Retype the passage on pumpkins from "Although they require" up to and including "the pumpkin patch.".

TEXT PASSAGE -
══════════════════════════════
Pumpkins are members of the Gourd family and for all practical purposes they can be considered just another squash. In fact, pumpkin is a term that used to refer to many different types of .squashes. Now the term only refers to the large, round, orange fruit carved into jack-o-lanterns for Halloween. Many squashes try to get passed off as pumpkins, but true pumpkins have a star-shaped stem.

What is it used for?

The pumpkin was once considered much more versatile a vegetable than it is today. Perhaps the pumpkin fell from grace with modern home gardeners because it requires a large growing space. However, the insides of pumpkins are used in soups, casseroles, pies, and muffins. The smaller sized-pumpkins, such as 'Small Sugar; generally taste better than the larger ones. Also, the seeds can be roasted and eaten as a snack

Where does it grow? How do we grow it?

Although they require a lot of growing room and have a long growing season of 75-100 days, pumpkins are easy to grow and have relatively few problems. Before you plant, decide want kind of pumpkin you want to grow. There are varieties that produce copious amounts of seeds but have little flesh for cooking. There are large pumpkins for carving and small pumpkins for pies. Make your decision and buy the proper seed. And make plenty of room in your garden for the pumpkin patch.

Like their relatives, the squashes, pumpkins like to be planted in hills. They also need a consistent supply of water.

What are its primary problems?
══════════════════════════════
(Entries drawn from a collection)
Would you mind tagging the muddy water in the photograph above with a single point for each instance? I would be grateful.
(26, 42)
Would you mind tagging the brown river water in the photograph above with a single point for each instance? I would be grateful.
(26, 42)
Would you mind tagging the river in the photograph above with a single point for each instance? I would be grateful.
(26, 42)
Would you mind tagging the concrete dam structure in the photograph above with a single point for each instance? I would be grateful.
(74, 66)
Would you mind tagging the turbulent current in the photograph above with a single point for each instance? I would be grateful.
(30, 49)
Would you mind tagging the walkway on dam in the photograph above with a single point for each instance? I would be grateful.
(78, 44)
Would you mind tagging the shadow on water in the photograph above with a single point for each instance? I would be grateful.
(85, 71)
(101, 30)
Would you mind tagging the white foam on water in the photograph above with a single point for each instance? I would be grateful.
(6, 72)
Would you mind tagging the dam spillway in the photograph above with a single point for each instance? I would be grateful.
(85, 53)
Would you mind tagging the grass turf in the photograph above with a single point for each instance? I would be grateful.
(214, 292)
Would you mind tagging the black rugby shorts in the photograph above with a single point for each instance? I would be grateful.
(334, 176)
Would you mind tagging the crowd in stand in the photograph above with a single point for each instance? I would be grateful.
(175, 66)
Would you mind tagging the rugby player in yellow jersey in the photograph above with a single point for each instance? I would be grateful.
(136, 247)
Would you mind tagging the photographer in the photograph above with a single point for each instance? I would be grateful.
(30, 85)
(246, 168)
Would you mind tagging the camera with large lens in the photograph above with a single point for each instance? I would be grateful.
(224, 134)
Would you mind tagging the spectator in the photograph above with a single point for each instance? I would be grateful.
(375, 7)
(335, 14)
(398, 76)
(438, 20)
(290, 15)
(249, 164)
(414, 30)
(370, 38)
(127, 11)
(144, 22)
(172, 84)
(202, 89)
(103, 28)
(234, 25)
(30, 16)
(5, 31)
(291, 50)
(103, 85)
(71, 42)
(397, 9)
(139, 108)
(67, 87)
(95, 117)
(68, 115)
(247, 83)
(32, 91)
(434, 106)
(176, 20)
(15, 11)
══════════════════════════════
RESULT OF THE TASK -
Although they require a lot of growing room and have a long growing season of 75-100 days, pumpkins are easy to grow and have relatively few problems. Before you plant, decide want kind of pumpkin you want to grow. There are varieties that produce copious amounts of seeds but have little flesh for cooking. There are large pumpkins for carving and small pumpkins for pies. Make your decision and buy the proper seed. And make plenty of room in your garden for the pumpkin patch.